Records provided:
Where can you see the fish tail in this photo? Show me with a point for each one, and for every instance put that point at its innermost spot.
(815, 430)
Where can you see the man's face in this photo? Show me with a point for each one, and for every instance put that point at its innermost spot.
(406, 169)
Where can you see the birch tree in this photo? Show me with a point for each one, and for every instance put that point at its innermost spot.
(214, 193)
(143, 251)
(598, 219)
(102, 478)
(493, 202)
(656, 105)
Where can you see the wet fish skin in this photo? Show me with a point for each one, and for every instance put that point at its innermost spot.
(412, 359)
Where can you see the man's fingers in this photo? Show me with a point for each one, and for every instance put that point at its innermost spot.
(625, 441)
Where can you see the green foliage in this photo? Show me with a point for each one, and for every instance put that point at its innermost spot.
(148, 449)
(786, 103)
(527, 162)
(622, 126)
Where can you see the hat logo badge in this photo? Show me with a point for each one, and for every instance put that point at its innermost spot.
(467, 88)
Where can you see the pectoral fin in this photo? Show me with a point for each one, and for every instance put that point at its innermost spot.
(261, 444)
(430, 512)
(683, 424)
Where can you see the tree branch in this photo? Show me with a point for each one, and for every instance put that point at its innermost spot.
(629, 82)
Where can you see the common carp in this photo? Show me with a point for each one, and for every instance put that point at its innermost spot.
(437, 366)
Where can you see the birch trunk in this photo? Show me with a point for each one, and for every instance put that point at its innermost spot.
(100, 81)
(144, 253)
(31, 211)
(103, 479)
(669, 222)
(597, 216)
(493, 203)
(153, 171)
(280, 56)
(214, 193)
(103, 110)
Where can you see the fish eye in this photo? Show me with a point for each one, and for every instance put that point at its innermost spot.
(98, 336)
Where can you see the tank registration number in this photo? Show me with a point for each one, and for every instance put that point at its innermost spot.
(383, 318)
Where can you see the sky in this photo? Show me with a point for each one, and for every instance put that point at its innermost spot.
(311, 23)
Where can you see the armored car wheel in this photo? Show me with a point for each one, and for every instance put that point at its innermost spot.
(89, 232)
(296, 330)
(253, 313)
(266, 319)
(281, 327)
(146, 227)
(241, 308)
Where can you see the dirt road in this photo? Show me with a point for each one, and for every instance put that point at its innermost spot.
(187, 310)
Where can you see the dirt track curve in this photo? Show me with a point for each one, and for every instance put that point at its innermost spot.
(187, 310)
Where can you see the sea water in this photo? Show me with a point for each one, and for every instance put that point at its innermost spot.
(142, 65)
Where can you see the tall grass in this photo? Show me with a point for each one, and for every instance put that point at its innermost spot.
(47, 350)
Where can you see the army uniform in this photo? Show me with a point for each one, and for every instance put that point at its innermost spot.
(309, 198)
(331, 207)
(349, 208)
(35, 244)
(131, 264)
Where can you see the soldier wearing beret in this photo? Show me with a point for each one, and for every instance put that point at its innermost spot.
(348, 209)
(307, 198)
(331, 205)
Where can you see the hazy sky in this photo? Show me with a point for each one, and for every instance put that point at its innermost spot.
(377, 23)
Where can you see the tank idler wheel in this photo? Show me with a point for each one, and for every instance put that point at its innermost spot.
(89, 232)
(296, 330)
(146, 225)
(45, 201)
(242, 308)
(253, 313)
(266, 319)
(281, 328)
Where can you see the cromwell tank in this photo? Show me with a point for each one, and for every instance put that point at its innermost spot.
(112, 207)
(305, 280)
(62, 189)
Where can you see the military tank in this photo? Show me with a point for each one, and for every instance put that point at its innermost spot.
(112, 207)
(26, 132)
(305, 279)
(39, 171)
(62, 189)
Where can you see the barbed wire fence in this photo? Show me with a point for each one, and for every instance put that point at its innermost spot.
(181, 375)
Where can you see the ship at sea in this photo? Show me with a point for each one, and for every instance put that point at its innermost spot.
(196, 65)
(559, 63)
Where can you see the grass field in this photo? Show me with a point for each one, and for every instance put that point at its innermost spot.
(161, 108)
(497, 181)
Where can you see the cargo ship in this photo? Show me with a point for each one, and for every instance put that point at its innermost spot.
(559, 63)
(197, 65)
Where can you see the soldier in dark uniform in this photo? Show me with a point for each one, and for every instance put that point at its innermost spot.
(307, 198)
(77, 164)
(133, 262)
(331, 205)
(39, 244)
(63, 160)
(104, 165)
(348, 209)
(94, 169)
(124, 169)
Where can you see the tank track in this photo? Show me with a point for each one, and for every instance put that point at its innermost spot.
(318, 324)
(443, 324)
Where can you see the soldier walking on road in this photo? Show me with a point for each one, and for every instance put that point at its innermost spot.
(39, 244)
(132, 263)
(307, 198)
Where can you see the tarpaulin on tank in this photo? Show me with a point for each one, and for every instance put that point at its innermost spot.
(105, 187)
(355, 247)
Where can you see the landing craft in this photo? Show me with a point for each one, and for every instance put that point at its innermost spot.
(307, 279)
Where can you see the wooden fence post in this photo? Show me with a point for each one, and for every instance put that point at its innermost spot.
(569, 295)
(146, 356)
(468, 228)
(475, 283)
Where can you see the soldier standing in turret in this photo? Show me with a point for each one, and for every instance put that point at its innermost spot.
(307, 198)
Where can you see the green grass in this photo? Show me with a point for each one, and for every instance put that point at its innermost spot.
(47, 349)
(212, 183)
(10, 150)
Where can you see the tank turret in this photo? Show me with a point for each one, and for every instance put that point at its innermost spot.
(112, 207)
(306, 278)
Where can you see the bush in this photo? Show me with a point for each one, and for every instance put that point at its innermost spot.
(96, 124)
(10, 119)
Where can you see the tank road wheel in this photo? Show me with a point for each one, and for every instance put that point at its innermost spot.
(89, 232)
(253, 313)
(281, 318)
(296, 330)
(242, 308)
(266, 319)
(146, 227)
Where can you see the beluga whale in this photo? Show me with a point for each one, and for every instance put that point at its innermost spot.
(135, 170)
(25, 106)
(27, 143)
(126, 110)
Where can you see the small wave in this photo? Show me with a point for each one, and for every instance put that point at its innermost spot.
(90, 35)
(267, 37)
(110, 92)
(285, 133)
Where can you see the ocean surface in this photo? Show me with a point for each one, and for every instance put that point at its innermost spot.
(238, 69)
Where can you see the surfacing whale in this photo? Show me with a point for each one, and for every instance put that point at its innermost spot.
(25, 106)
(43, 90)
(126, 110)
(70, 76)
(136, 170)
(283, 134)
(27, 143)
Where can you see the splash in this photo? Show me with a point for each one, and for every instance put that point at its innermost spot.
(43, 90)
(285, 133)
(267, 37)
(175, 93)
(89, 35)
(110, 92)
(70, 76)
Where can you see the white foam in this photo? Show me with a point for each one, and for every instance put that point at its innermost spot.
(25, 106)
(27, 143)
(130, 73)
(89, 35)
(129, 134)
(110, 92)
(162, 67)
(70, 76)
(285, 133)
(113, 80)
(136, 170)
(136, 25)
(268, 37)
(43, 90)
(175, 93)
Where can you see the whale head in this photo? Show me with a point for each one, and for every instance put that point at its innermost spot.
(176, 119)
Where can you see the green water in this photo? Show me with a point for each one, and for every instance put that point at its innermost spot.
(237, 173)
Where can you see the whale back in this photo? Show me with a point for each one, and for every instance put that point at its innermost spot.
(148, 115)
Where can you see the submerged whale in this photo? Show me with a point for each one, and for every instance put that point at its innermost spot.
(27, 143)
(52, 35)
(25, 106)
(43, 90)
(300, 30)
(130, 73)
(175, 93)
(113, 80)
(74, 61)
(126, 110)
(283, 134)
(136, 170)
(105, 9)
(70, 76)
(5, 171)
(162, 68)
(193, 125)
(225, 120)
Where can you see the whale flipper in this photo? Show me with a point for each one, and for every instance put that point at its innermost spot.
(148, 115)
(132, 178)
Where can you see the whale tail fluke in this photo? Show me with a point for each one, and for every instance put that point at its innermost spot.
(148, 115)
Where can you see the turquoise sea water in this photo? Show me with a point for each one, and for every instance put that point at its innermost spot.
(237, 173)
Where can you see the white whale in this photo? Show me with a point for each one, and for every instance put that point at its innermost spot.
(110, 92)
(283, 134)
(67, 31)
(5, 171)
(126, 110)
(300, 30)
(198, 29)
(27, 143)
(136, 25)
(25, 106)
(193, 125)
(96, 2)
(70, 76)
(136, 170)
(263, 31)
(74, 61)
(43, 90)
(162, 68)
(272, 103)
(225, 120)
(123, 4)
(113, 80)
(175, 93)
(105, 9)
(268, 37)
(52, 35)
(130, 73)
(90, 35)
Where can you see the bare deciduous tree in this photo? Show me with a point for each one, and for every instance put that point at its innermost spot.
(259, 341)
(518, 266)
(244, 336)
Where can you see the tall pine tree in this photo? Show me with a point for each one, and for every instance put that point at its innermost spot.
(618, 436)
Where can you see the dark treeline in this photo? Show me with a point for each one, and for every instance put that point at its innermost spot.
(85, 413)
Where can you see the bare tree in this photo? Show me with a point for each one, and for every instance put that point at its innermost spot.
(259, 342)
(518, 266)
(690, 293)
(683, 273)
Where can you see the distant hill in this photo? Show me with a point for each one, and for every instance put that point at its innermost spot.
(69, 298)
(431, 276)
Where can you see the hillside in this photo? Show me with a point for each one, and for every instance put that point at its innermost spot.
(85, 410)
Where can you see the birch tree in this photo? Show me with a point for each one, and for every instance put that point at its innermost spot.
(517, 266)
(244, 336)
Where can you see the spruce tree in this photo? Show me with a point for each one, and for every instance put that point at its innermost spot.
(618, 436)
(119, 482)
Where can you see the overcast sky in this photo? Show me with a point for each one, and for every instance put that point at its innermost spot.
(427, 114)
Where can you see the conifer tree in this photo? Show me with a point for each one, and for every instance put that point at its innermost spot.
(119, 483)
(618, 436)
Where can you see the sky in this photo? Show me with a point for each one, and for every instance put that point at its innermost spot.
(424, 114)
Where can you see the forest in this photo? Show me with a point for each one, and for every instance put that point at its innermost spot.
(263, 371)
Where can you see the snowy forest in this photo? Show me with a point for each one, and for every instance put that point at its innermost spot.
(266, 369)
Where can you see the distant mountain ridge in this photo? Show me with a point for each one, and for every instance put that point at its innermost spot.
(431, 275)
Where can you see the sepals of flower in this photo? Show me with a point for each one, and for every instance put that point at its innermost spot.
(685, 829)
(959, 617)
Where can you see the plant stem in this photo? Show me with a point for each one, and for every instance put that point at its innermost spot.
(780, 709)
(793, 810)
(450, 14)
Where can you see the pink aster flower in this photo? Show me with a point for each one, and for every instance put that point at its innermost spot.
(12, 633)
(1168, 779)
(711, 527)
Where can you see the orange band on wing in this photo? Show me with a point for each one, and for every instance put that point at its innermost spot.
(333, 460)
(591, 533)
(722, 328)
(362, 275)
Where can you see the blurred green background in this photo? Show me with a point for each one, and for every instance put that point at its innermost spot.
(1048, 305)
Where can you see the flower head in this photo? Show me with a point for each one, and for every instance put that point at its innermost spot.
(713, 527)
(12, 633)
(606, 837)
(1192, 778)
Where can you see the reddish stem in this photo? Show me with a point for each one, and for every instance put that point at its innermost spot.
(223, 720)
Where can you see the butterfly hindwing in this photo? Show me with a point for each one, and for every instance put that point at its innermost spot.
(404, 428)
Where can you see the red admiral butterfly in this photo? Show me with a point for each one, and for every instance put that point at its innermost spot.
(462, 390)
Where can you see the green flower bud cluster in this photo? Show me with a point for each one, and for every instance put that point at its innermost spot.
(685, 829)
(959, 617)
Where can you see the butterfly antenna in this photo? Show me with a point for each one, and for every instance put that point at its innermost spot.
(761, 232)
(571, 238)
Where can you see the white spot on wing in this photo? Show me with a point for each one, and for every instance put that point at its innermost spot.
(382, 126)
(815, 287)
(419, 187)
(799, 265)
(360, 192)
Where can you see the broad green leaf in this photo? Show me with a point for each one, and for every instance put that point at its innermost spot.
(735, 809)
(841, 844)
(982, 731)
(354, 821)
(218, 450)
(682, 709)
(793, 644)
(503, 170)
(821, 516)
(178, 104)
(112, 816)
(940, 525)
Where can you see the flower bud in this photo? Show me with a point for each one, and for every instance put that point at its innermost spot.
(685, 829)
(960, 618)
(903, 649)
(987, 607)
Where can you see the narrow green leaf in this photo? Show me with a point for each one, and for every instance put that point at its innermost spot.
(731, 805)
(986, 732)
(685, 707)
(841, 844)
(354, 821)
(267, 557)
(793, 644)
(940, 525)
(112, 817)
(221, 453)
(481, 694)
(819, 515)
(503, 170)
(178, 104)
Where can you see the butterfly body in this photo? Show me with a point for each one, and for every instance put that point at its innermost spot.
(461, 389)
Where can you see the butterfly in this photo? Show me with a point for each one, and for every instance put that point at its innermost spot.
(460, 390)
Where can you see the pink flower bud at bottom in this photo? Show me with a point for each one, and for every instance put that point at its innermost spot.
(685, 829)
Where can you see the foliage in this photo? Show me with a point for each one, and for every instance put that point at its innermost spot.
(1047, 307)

Objective: Rewrite every line of the records, wording lines included, starting at the line that contains "Where can you see the butterfly in" and ending at the last line of the records, adding 32 to each coordinate value.

Exercise solution:
Where can you see the butterfly in this photo? Show me with a point for each one, and for every instance put that point at its innermost spot.
(492, 422)
Where can you see the pink flower bud at bottom in this photo? Show me with a point for each one, and for every instance put that point at its innermost spot.
(717, 861)
Where can you see the foliage in this photo? Show me with a point for each one, and for every instance put that point at its innermost spot.
(1079, 339)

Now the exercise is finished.